## DESCRIPTION OF THE TASK
Print out all of the data below, keeping it identical to the original.

## THE INPUT
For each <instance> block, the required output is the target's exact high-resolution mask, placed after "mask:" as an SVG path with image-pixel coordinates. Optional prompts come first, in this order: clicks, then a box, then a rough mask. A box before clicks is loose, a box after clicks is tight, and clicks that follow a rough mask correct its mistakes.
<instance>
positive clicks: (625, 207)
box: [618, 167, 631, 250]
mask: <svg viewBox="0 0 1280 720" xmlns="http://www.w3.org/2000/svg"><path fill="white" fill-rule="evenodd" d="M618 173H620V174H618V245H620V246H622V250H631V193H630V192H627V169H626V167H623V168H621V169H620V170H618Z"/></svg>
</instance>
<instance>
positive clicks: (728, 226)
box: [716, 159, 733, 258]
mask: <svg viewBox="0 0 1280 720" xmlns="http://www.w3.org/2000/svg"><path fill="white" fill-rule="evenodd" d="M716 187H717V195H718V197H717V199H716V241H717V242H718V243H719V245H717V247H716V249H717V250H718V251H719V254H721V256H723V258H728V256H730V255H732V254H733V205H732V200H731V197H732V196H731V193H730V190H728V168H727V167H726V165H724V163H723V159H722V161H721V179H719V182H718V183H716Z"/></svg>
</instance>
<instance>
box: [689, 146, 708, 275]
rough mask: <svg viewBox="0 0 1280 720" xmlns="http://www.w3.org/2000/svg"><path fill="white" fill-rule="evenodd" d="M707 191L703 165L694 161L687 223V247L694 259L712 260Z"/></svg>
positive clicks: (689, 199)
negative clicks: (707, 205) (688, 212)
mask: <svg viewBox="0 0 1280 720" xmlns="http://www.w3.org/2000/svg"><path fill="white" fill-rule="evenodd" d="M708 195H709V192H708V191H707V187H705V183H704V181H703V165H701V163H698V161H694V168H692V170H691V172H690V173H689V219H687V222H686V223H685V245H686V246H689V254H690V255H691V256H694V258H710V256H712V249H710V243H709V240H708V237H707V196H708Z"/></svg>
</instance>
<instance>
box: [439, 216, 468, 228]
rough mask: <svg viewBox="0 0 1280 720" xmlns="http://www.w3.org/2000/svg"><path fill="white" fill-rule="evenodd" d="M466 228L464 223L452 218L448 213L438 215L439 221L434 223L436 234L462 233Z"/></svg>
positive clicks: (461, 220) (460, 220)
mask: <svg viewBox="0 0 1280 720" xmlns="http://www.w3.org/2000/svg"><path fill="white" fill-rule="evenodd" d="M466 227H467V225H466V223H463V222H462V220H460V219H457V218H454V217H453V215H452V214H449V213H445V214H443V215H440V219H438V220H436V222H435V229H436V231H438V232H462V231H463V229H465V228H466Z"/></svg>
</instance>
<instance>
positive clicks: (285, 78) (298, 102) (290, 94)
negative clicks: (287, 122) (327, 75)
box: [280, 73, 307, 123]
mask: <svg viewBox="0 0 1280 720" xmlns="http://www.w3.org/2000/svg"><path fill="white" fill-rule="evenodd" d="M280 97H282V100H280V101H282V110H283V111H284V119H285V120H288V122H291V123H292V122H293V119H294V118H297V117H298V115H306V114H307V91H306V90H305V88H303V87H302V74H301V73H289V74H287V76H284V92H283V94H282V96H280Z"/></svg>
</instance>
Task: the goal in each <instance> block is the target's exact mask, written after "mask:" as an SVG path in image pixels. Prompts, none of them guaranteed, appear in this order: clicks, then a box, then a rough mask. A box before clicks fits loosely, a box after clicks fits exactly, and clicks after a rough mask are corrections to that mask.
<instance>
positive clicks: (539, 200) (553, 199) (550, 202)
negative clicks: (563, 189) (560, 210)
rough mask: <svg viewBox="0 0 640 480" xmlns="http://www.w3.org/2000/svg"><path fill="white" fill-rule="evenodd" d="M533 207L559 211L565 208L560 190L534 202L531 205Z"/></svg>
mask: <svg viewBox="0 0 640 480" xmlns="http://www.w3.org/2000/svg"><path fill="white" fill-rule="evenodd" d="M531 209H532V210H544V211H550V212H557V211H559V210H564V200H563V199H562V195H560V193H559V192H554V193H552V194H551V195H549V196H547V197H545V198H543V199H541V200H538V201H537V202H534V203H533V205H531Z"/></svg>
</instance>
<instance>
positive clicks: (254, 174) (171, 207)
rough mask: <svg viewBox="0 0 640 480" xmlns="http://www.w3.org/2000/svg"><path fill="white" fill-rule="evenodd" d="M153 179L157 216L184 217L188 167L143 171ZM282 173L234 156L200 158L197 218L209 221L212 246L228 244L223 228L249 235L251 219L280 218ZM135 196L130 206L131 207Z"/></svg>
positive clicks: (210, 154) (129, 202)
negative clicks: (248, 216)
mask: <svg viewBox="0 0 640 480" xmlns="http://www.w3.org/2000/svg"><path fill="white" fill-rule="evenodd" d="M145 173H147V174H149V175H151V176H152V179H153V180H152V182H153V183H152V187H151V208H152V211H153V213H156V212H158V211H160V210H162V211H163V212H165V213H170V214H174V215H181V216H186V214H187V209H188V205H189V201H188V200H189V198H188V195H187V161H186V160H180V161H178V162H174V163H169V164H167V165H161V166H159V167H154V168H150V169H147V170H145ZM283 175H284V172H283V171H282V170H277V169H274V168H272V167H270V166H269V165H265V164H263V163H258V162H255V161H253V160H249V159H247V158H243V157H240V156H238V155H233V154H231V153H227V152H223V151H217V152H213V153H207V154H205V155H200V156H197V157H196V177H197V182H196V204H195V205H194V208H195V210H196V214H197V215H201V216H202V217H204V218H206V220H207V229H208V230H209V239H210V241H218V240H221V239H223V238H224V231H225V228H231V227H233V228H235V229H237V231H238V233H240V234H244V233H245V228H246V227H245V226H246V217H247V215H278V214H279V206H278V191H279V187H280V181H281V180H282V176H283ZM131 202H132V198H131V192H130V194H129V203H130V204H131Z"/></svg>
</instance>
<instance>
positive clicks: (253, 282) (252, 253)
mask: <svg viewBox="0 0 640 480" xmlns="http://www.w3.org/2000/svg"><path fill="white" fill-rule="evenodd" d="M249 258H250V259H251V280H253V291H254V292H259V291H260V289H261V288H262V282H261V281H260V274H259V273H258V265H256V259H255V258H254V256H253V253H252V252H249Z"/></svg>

## EXPECTED OUTPUT
For each <instance> block, the required output is the target's exact high-resolution mask, placed after "mask:" as an SVG path with image-pixel coordinates. Optional prompts come first, in this order: clicks, then a box, then a rough mask. A box before clicks is loose, a box after clicks is tight, and clicks that follow a rough mask correct its mistakes.
<instance>
positive clicks: (625, 207)
box: [618, 167, 631, 250]
mask: <svg viewBox="0 0 1280 720" xmlns="http://www.w3.org/2000/svg"><path fill="white" fill-rule="evenodd" d="M618 173H620V174H618V245H620V246H622V250H631V193H630V192H627V169H626V167H623V168H621V169H620V170H618Z"/></svg>
</instance>
<instance>
positive clicks: (728, 226)
box: [716, 159, 733, 258]
mask: <svg viewBox="0 0 1280 720" xmlns="http://www.w3.org/2000/svg"><path fill="white" fill-rule="evenodd" d="M716 187H717V195H718V197H717V199H716V241H717V242H718V243H719V245H717V247H716V249H717V250H718V251H719V254H721V256H723V258H728V256H730V255H732V254H733V205H732V200H731V197H732V196H731V193H730V190H728V168H727V167H726V165H724V163H723V159H722V161H721V179H719V182H718V183H716Z"/></svg>
</instance>
<instance>
box: [689, 146, 708, 275]
rough mask: <svg viewBox="0 0 1280 720" xmlns="http://www.w3.org/2000/svg"><path fill="white" fill-rule="evenodd" d="M707 191L703 165L694 161L687 223V247L694 259L712 260Z"/></svg>
positive clicks: (689, 199)
negative clicks: (707, 205) (688, 212)
mask: <svg viewBox="0 0 1280 720" xmlns="http://www.w3.org/2000/svg"><path fill="white" fill-rule="evenodd" d="M708 195H709V192H708V191H707V187H705V183H704V181H703V165H701V163H698V161H694V168H692V170H691V172H690V173H689V219H687V222H686V223H685V245H686V246H689V254H690V255H691V256H694V258H710V256H712V249H710V243H709V240H708V237H707V196H708Z"/></svg>
</instance>
<instance>
box: [439, 216, 468, 228]
rough mask: <svg viewBox="0 0 1280 720" xmlns="http://www.w3.org/2000/svg"><path fill="white" fill-rule="evenodd" d="M466 228L464 223L452 218L448 213L438 215L439 221L434 223L436 234L462 233Z"/></svg>
positive clicks: (461, 220) (460, 220)
mask: <svg viewBox="0 0 1280 720" xmlns="http://www.w3.org/2000/svg"><path fill="white" fill-rule="evenodd" d="M466 227H467V225H466V223H463V222H462V220H460V219H457V218H454V217H453V215H452V214H449V213H445V214H443V215H440V219H438V220H436V222H435V229H436V231H438V232H462V231H463V229H465V228H466Z"/></svg>
</instance>
<instance>
positive clicks: (285, 78) (298, 102) (290, 94)
negative clicks: (287, 122) (327, 75)
box: [280, 73, 307, 123]
mask: <svg viewBox="0 0 1280 720" xmlns="http://www.w3.org/2000/svg"><path fill="white" fill-rule="evenodd" d="M280 97H282V100H280V101H282V110H283V111H284V119H285V120H288V122H291V123H292V122H293V119H294V118H297V117H298V115H306V114H307V91H306V90H305V88H303V87H302V74H301V73H289V74H287V76H284V92H283V94H282V96H280Z"/></svg>
</instance>
Task: the goal in each <instance> block is the target's exact mask, written after "mask:" as an SVG path in image pixels. Prompts, none of them guaranteed, appear in this order: clicks, then a box, then a rough mask. A box before clicks fits loosely, a box after clicks fits exactly, and clicks after a rough mask are corrections to that mask.
<instance>
positive clicks: (539, 200) (553, 199) (550, 202)
negative clicks: (563, 189) (560, 210)
rough mask: <svg viewBox="0 0 640 480" xmlns="http://www.w3.org/2000/svg"><path fill="white" fill-rule="evenodd" d="M533 207L559 211L565 208L560 190L534 202L531 205Z"/></svg>
mask: <svg viewBox="0 0 640 480" xmlns="http://www.w3.org/2000/svg"><path fill="white" fill-rule="evenodd" d="M531 209H532V210H544V211H550V212H557V211H559V210H564V200H563V199H562V195H560V193H559V192H554V193H552V194H551V195H549V196H547V197H545V198H543V199H541V200H538V201H537V202H534V203H533V205H531Z"/></svg>
</instance>
<instance>
positive clicks: (254, 174) (171, 207)
rough mask: <svg viewBox="0 0 640 480" xmlns="http://www.w3.org/2000/svg"><path fill="white" fill-rule="evenodd" d="M153 179L157 216L184 217L188 167L143 171ZM282 173L234 156L200 158L197 218L209 221L212 246L228 244L223 228L249 235L251 219L280 218ZM135 196L130 206L131 207Z"/></svg>
positive clicks: (210, 154) (129, 202)
negative clicks: (248, 216)
mask: <svg viewBox="0 0 640 480" xmlns="http://www.w3.org/2000/svg"><path fill="white" fill-rule="evenodd" d="M145 173H147V174H149V175H151V176H152V179H153V180H152V182H153V183H152V187H151V208H152V211H153V213H156V212H158V211H160V210H162V211H163V212H165V213H170V214H174V215H181V216H186V214H187V209H188V205H189V201H188V200H189V198H188V195H187V161H186V160H180V161H178V162H174V163H169V164H167V165H161V166H159V167H154V168H150V169H147V170H145ZM283 175H284V172H283V171H282V170H277V169H274V168H272V167H270V166H269V165H265V164H263V163H258V162H255V161H253V160H249V159H247V158H243V157H240V156H238V155H233V154H231V153H227V152H223V151H217V152H213V153H207V154H205V155H200V156H197V157H196V177H197V182H196V204H195V205H194V208H195V210H196V214H197V215H201V216H202V217H204V218H206V220H207V229H208V230H209V239H210V241H218V240H221V239H223V238H224V231H225V228H231V227H233V228H235V229H237V231H238V233H240V234H244V233H245V228H246V227H245V226H246V217H247V215H278V214H279V206H278V191H279V187H280V181H281V180H282V176H283ZM131 202H132V198H131V192H130V194H129V203H130V204H131Z"/></svg>
</instance>
<instance>
positive clicks: (253, 282) (252, 253)
mask: <svg viewBox="0 0 640 480" xmlns="http://www.w3.org/2000/svg"><path fill="white" fill-rule="evenodd" d="M249 258H250V259H251V280H253V291H254V292H259V291H260V289H261V288H262V282H261V281H260V274H259V273H258V265H256V259H255V258H254V256H253V253H252V252H249Z"/></svg>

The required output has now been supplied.